Working from the line that contains "Report the location of every instance of the blue" down to the last line below, repeat each line exactly.
===== TASK DATA =====
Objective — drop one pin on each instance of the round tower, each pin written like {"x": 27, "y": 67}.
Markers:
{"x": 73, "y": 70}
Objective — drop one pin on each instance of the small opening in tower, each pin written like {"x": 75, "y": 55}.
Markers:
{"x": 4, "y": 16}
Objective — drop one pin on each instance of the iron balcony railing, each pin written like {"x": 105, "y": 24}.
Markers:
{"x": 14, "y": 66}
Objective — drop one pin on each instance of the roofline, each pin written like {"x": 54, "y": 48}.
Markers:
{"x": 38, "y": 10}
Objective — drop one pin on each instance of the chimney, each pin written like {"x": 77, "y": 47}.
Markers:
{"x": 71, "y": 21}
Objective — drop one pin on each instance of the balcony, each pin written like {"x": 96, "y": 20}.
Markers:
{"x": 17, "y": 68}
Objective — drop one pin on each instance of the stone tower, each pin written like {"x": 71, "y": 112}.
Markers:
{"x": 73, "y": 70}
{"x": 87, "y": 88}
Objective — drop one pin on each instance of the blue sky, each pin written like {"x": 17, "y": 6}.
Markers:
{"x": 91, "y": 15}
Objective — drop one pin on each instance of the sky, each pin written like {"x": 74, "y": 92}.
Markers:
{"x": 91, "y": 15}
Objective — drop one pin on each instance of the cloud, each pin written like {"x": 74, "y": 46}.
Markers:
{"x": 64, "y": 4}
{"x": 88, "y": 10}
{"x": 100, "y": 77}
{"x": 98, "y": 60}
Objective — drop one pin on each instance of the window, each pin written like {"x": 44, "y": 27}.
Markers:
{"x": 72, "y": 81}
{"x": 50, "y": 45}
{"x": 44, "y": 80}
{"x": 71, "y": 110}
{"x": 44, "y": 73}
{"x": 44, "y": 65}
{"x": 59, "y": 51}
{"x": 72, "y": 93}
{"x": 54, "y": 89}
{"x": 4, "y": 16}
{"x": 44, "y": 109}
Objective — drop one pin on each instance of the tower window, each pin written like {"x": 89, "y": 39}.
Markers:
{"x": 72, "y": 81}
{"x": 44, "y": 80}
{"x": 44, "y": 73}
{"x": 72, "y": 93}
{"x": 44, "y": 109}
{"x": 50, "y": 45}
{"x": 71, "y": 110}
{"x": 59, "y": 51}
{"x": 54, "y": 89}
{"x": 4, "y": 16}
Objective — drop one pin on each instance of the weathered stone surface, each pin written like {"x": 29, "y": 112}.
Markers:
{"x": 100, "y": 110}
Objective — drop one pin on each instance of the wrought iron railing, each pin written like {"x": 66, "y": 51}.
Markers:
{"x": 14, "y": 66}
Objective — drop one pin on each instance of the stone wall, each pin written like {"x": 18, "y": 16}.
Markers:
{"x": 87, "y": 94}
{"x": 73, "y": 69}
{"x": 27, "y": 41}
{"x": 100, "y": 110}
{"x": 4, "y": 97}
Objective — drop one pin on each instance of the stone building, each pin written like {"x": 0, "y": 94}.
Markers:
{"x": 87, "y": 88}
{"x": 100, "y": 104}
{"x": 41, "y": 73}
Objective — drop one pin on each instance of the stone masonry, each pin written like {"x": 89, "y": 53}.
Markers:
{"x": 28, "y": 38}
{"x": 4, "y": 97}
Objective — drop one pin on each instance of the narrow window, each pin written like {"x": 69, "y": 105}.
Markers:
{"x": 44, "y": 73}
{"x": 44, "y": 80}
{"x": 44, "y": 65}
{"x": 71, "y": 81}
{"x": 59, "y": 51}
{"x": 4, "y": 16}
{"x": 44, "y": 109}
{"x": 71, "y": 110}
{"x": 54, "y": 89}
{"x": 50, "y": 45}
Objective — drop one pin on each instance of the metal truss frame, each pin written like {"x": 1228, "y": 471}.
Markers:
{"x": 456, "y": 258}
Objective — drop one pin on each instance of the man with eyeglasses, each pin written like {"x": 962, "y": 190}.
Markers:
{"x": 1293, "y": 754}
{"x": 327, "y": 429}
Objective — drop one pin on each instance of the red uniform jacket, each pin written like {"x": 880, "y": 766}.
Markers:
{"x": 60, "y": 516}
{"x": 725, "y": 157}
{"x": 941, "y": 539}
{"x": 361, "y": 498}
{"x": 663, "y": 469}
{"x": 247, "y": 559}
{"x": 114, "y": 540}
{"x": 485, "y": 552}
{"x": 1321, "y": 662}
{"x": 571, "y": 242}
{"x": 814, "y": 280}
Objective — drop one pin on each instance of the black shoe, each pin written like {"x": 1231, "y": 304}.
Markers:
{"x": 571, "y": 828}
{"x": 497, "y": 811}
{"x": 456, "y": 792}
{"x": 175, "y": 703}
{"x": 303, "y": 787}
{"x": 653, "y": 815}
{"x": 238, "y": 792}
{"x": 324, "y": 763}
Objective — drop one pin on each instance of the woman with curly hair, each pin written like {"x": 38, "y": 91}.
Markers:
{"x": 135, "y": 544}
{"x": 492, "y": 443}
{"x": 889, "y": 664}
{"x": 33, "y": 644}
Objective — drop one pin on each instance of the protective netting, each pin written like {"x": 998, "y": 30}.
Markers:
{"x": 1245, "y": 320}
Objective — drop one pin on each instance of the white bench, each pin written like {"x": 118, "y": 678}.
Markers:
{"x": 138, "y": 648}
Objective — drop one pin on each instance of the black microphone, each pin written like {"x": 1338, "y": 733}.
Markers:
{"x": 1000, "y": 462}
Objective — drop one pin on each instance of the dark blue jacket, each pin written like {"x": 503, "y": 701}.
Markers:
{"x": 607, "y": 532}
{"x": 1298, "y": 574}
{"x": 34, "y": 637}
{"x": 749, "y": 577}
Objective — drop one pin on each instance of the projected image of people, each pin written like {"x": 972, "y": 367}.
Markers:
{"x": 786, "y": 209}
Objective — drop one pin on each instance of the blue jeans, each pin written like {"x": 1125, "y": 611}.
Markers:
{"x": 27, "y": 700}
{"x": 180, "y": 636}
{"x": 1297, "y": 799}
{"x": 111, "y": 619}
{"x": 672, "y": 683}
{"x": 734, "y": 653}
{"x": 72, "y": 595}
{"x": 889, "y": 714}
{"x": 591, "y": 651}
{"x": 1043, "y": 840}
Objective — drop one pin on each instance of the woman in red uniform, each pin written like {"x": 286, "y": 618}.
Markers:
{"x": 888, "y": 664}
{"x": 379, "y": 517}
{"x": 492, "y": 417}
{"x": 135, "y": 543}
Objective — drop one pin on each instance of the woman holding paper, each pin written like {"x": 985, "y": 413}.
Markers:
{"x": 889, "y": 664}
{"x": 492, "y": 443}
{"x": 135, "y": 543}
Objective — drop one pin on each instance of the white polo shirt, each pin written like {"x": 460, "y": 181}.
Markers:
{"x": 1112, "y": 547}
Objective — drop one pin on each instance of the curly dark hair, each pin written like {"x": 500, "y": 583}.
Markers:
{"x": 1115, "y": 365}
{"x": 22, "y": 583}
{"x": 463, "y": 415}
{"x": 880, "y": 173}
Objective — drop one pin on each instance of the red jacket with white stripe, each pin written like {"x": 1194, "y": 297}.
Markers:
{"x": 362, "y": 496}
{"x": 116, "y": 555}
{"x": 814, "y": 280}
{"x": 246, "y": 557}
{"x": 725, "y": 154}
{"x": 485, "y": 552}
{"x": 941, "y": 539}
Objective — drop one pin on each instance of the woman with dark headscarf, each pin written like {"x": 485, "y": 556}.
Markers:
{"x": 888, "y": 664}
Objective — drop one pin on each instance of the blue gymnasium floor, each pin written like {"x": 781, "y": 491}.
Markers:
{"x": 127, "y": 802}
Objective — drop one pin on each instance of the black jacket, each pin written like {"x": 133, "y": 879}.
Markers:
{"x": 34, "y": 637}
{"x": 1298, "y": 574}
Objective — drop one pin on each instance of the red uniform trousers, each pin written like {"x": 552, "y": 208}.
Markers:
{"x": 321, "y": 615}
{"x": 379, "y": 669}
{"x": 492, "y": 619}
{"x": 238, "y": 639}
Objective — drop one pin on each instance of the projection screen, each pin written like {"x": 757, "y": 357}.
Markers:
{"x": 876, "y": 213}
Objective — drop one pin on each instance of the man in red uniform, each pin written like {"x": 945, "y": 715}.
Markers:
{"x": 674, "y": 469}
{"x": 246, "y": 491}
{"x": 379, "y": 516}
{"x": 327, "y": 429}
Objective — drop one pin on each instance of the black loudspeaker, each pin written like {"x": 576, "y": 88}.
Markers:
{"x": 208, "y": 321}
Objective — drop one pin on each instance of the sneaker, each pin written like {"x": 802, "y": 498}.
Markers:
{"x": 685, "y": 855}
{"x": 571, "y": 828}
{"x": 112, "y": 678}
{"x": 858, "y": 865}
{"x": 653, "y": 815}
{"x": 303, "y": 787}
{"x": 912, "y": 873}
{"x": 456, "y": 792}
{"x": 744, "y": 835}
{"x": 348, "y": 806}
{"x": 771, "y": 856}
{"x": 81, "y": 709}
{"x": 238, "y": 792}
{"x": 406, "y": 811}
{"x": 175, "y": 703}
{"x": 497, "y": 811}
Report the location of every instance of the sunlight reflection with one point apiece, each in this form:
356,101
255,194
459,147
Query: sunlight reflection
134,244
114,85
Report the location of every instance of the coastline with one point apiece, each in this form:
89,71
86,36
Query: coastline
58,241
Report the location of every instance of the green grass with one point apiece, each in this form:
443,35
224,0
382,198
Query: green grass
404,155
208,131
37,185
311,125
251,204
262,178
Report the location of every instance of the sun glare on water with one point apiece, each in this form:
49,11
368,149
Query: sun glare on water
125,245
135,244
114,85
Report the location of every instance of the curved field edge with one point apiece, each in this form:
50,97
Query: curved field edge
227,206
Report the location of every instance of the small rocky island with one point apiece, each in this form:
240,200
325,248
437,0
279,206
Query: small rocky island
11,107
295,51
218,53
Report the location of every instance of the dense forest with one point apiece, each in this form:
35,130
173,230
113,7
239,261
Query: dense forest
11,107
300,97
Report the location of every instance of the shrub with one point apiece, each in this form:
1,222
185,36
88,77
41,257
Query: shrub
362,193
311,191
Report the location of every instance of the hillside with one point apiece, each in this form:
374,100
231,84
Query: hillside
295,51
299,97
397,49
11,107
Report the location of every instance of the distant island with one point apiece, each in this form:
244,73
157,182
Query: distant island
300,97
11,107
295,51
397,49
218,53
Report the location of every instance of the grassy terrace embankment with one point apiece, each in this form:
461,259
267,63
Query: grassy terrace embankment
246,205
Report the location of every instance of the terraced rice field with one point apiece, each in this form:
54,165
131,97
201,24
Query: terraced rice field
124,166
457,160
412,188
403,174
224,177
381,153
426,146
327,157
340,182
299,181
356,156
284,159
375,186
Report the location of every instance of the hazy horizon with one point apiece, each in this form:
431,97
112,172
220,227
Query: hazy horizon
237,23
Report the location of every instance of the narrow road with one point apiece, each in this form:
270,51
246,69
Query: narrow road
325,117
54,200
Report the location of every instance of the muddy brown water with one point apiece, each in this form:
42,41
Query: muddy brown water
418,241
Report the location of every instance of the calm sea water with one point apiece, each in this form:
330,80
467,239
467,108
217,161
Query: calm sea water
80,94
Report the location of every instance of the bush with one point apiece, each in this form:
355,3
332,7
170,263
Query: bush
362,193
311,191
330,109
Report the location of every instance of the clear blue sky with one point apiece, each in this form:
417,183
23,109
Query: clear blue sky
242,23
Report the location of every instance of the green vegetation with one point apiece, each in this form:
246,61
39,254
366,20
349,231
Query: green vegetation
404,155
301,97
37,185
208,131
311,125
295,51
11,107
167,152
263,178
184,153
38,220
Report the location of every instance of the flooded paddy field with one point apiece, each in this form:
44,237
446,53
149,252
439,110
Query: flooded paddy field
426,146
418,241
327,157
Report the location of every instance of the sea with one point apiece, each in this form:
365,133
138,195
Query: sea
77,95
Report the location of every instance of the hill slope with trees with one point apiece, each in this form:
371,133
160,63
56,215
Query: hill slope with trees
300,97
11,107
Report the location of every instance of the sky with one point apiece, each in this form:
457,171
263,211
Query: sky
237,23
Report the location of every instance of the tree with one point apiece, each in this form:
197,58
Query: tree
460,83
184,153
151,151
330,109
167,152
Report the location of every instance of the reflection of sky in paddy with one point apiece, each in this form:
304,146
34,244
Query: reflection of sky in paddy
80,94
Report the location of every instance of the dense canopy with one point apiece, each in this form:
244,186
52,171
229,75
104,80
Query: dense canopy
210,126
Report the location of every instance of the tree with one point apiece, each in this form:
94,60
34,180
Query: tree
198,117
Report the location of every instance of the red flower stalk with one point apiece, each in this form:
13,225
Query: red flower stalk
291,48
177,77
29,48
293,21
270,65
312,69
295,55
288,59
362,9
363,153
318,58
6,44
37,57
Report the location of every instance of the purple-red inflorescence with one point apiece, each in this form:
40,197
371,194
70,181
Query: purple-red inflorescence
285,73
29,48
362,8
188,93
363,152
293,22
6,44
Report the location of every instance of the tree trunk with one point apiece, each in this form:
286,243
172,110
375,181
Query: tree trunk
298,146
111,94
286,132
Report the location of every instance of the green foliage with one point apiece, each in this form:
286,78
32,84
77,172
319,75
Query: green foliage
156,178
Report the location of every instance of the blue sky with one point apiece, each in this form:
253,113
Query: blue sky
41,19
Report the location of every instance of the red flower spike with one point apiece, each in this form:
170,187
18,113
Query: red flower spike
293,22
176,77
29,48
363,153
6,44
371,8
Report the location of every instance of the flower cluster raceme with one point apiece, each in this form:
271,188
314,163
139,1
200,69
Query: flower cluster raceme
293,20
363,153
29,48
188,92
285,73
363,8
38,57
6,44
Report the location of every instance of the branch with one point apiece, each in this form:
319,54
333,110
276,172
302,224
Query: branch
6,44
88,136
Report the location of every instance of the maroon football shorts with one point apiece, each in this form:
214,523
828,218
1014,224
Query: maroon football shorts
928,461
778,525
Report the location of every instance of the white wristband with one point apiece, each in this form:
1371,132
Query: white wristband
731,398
=====
◆ **RESULT**:
Report the location of every instance of the blue sky with one point apiece, each in this form:
253,113
Query: blue sky
41,19
Report the location of every instance of the red flower spike with one point apiece, each in this form:
170,187
18,113
Query: red flower spike
293,22
176,77
29,48
363,153
6,44
371,8
Report the location of every instance of the flower cluster raceme with one point apiece, each in this form:
271,188
314,163
139,1
200,69
Query: flower cluster raceme
293,20
363,153
29,48
188,92
285,73
363,8
38,57
6,44
Report the location of every instance of the branch with one point apiece, each in this form:
319,54
333,110
276,172
302,224
Query: branch
6,44
88,136
Report the location of every instance of the maroon football shorts with one point apiece, each in this form:
214,523
828,218
1014,224
Query: maroon football shorts
928,461
778,525
Report the location of every instance of the white wristband with one point apiece, each in this form:
1371,132
Query: white wristband
731,398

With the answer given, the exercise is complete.